* Task statement: Reproduce the data below in full, substituting "image" for every occurrence of "screenshot" and changing nothing else. Leave the pictures out of your output.

* Input rows:
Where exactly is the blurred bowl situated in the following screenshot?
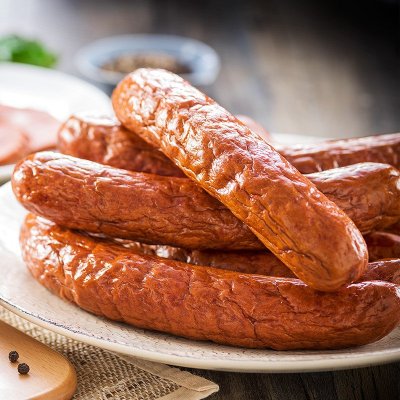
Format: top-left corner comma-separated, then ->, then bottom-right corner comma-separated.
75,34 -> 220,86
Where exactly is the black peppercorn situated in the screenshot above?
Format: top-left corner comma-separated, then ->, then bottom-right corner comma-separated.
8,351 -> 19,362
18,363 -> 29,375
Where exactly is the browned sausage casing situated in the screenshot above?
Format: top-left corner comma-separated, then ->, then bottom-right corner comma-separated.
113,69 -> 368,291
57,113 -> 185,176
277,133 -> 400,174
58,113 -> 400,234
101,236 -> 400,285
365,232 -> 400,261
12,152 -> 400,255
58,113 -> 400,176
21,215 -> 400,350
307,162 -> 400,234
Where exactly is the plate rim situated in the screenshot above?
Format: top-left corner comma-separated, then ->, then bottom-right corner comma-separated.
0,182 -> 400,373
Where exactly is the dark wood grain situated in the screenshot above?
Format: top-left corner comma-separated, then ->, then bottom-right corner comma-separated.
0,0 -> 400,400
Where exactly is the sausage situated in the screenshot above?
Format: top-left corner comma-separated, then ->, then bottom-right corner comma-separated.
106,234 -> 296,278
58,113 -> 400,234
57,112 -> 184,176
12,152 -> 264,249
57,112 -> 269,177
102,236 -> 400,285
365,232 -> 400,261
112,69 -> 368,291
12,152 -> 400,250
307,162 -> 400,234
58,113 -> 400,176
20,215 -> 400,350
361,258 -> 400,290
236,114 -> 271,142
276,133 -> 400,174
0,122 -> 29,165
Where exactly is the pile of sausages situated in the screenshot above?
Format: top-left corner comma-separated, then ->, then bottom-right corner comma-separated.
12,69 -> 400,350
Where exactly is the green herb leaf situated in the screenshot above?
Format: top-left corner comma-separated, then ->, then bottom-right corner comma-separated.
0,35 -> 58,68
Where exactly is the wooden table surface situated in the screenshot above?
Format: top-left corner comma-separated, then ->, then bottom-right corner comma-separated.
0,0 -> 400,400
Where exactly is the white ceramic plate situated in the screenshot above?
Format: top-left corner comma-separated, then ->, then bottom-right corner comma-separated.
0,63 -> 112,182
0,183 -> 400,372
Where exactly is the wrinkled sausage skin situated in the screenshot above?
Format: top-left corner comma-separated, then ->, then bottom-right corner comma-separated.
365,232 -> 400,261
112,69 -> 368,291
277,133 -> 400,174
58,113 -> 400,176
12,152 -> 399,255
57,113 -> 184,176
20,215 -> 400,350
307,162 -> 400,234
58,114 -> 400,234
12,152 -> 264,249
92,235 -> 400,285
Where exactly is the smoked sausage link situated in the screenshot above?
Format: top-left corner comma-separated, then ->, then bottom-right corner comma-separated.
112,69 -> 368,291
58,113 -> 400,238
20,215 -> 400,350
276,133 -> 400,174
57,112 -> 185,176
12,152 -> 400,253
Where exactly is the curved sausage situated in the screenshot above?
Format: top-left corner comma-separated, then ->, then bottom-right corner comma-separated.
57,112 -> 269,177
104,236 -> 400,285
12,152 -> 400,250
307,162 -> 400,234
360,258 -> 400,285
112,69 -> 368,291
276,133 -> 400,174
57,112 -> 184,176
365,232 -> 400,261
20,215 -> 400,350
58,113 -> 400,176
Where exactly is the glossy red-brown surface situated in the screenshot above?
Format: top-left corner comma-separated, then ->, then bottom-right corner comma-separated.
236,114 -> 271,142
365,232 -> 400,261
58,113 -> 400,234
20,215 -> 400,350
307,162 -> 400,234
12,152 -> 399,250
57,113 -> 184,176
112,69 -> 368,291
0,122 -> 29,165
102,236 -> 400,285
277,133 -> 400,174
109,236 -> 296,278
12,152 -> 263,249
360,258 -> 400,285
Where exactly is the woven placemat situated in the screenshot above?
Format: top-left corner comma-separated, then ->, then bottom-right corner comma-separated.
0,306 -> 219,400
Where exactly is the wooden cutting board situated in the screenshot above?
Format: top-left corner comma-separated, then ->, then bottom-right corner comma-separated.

* Response to this exercise:
Where exactly is the blurred bowl situated in the following image?
Format: top-left corner comma-separated, then ->, then bottom-right corner comma-separated.
75,34 -> 220,86
Where exactly is the black peppercorn situated in the image above?
Format: top-left corner comma-separated, then ->, then bottom-right corner comma-separated.
8,351 -> 19,362
18,363 -> 29,375
Where exactly is the browned sausage casing situated in the image above?
Format: top-left corner comma-separated, then ->, then bottom-right corner comma-separated.
113,69 -> 368,291
57,113 -> 185,176
277,133 -> 400,174
58,113 -> 400,234
101,236 -> 400,285
365,232 -> 400,261
12,152 -> 400,255
58,113 -> 400,176
21,215 -> 400,350
307,162 -> 400,234
Where exactly is the plate rim situated in the image above?
Format: top-left corner comma-separated, then ->, then bottom-right corner comma-separated.
0,182 -> 400,373
Where exactly is the dark wood grain situated in the image above?
Format: top-left corner comma-separated, then ->, then bottom-right corner comma-separated.
0,0 -> 400,400
Where exactly is the sausage situated in the image above?
Format: top-left corner comma-separated, then ->, then bottom-right corner comma-separated.
106,234 -> 296,278
58,113 -> 400,234
57,112 -> 184,176
12,152 -> 264,249
57,112 -> 269,177
102,236 -> 400,285
365,232 -> 400,261
112,69 -> 368,291
12,152 -> 400,250
307,162 -> 400,234
58,113 -> 400,176
20,215 -> 400,350
361,258 -> 400,290
236,114 -> 271,142
276,133 -> 400,174
0,122 -> 29,165
Where exactly is the pile of sausages situated in the image above?
Format: top-left corner comma-separated, then ->, then bottom-right corner comma-separated.
12,69 -> 400,350
Where exactly is the green herb leaf situated in the image above?
Format: top-left corner comma-separated, then ->, then bottom-right corner comma-separated.
0,35 -> 58,68
Where exactly is the wooden table surface situated in the image above?
Format: top-left corner comma-separated, then ->, then bottom-right corner comma-separated.
0,0 -> 400,400
Where exactly is the white ceramic plate situated in the image above?
Format: top-left corner comma-separated, then ->, then bottom-right corner comma-separated.
0,63 -> 112,182
0,183 -> 400,372
Where exactly is the wrinkled sausage skin situated in the image above?
Format: top-left corner comma-separated, then ->, then bottom-right corner comma-separated.
365,232 -> 400,261
112,69 -> 368,291
277,133 -> 400,174
58,113 -> 400,176
12,152 -> 399,255
57,113 -> 184,176
20,215 -> 400,350
307,162 -> 400,234
58,114 -> 400,234
12,152 -> 264,249
92,235 -> 400,285
Where exactly is the smoked sausage link situated in the image above?
Format: top-left corner comma-separated, then ->, then bottom-right corner comma-separated.
112,69 -> 368,291
58,113 -> 400,238
20,215 -> 400,350
276,133 -> 400,174
57,112 -> 185,176
12,152 -> 400,253
Where exactly is the curved sausage situated in the image above?
Format: top-left corner comma-separated, then ->, then bottom-right corner comma-separated.
57,112 -> 269,177
104,236 -> 400,285
12,152 -> 400,250
307,162 -> 400,234
360,258 -> 400,285
112,69 -> 368,291
276,133 -> 400,174
57,112 -> 184,176
365,232 -> 400,261
20,215 -> 400,350
58,113 -> 400,176
Where exactly is the glossy red-brown surface situated in the image above?
Format: top-left corner comma-separated, then ->, then bottom-right corner comma-separated.
236,114 -> 271,142
365,232 -> 400,261
58,113 -> 400,234
20,215 -> 400,350
307,162 -> 400,234
12,152 -> 399,250
57,113 -> 184,176
112,69 -> 368,291
0,122 -> 29,165
102,236 -> 400,285
277,133 -> 400,174
109,236 -> 296,278
12,152 -> 263,249
360,258 -> 400,285
Where exactly is the woven placemat situated in the image above?
Format: top-left corner comma-separated, then ->, then bottom-right corner comma-separated.
0,306 -> 219,400
Where exactly is the wooden cutting board situated in the image above?
Format: top-left corner comma-separated, then ->, then bottom-right corner comma-separated.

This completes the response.